Referring back to FIG. 6, the rotating shaft 65 is supported by bearings 69 such that it is allowed to slide in its axial direction to a certain extent in order to suppress vibrations and/or for other reasons. Since the impellers 62 and 63 are mounted on the opposite ends of the rotating shaft 65 with the backs of these impellers facing each other, a high speed flow of air passing the downstream impeller 63 causes the impeller 63 to be attracted toward the casing inner wall 67. Therefore, the shaft 65 moves to the right in the illustration within the tolerated range.

As a result, even if an abradable layer was provided on an inner wall 66 of the casing 64 near the upstream impeller 62, the impeller 62 would rotate without contacting the abradable layer since the rotating shaft 65 would be caused to move to the right during operation and the impeller 62 would leave the abradable layer. On the contrary, the downstream impeller 63 is forced against the casing inner wall 67 during operation so that this abradable layer demonstrates its effect in a significant manner.
----------
**EXERCISE TASKS**.
A. Decide whether each statement agrees with the impeller excerpt. Answer yes or no, and quote the deciding words.
(i) The rotating shaft is held by bearings that let it slide somewhat along its axis.
(ii) The two impellers are mounted with their fronts facing each other.
(iii) During operation, the downstream impeller is drawn away from the casing inner wall.
B. Answer these questions from the impeller excerpt.
(i) What reference numeral identifies the bearings?
(ii) In which direction in the illustration does the shaft move?
(iii) On which wall of the casing would the abradable layer near the upstream impeller be provided?
C. Proceed with the impeller excerpt by writing on from its last sentence.
The lines placed after this note are separate material, unconnected to the impeller excerpt.
----------
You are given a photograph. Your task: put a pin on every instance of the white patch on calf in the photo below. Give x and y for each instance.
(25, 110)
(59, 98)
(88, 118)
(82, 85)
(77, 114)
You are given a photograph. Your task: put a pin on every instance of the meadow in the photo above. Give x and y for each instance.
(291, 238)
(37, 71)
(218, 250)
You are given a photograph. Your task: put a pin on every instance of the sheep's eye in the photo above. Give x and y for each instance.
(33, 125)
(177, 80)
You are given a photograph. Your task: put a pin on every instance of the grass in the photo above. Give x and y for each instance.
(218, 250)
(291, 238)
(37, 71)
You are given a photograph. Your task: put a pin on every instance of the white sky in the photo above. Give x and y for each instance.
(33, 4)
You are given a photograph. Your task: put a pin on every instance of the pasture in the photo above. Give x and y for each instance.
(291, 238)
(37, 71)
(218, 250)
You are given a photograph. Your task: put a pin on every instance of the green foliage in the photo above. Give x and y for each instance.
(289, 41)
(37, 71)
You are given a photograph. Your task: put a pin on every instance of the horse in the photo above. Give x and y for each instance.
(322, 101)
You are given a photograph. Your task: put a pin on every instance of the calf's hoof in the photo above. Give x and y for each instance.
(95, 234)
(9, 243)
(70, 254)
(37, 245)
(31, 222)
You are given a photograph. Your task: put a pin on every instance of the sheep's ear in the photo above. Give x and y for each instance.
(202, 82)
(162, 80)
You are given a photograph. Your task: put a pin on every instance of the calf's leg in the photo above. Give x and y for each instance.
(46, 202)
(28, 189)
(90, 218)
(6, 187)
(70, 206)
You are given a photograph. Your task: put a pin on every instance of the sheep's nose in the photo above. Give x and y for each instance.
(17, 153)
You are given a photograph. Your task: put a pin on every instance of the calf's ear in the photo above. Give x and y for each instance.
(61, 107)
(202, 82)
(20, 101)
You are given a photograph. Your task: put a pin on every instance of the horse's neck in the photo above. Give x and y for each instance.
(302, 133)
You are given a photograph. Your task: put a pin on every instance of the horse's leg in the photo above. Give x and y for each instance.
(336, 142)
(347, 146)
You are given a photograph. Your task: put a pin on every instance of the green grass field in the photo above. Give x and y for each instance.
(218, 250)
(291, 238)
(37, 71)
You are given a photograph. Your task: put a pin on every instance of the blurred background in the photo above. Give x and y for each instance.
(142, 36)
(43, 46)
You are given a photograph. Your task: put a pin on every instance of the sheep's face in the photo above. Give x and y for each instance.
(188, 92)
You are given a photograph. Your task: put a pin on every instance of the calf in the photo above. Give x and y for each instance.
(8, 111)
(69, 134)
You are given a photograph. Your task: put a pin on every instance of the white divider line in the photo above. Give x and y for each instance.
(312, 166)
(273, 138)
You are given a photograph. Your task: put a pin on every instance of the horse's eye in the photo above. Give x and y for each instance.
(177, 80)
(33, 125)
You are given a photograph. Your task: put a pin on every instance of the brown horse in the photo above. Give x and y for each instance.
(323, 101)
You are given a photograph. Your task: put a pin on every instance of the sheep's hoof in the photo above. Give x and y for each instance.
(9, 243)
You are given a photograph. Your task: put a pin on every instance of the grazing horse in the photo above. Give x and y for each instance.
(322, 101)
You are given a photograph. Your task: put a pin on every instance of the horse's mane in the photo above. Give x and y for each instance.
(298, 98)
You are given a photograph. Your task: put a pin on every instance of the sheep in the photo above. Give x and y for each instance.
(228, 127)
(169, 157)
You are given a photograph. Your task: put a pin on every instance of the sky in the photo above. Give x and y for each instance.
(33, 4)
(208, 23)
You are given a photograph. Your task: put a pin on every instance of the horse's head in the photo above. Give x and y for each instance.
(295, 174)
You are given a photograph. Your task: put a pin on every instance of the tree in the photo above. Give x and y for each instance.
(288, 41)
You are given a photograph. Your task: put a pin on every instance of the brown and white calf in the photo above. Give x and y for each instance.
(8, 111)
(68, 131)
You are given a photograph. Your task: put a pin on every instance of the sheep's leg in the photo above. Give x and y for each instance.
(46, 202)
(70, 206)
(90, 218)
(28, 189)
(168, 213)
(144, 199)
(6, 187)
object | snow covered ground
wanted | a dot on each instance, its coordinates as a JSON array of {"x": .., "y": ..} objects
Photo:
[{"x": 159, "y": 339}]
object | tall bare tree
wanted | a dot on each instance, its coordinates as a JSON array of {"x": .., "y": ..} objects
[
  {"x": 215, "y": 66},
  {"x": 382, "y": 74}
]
----------
**TASK-BY-TASK OUTPUTS**.
A.
(i) Yes: "supported by bearings 69 such that it is allowed to slide in its axial direction to a certain extent"
(ii) No: "with the backs of these impellers facing each other"
(iii) No: "the downstream impeller 63 is forced against the casing inner wall 67 during operation"

B.
(i) 69
(ii) To the right
(iii) The inner wall 66 of the casing 64

C.
From this fact also, it can be said that providing the abradable layer only for the downstream impeller 63 suffices in terms of efficiency improvement.

The compressor may only have two impellers, these impellers may be mounted on the mutual shaft such that their backs face each other, and the abradable layer may be provided for the single downstream impeller only. The rotating shaft may be supported such that it is slidable in an axial direction of the shaft within a certain range (e.g., 0.2 mm) relative to the casing.

A pinion may be mounted on the rotating shaft, a large gear may be provided to engage the pinion, and a drive motor may be provided to activate the large gear.

The compressor casing may include an inducer block which defines an intake air path for the downstream impeller, and the abradable layer may be provided at a front end of the inducer block. The abradable layer may be made from Teflon™ mixed with silica (quartz) or mica.

According to the second aspect of the present invention, there is provided a centrifugal compressor including a casing, an impeller housed in the casing, and an abradable layer embedded in the casing inner wall and subjected to impeller blades such that it extends in the range of M-m, which M and m satisfy the equation of 0.2≦m/M≦0.4 where m represents that length on the casing inner wall which corresponds to length of the impeller blade from its front edge to an arbitrary position, and M represents that length on the casing inner wall which corresponds to length of the impeller blade from the front edge to the rear edge.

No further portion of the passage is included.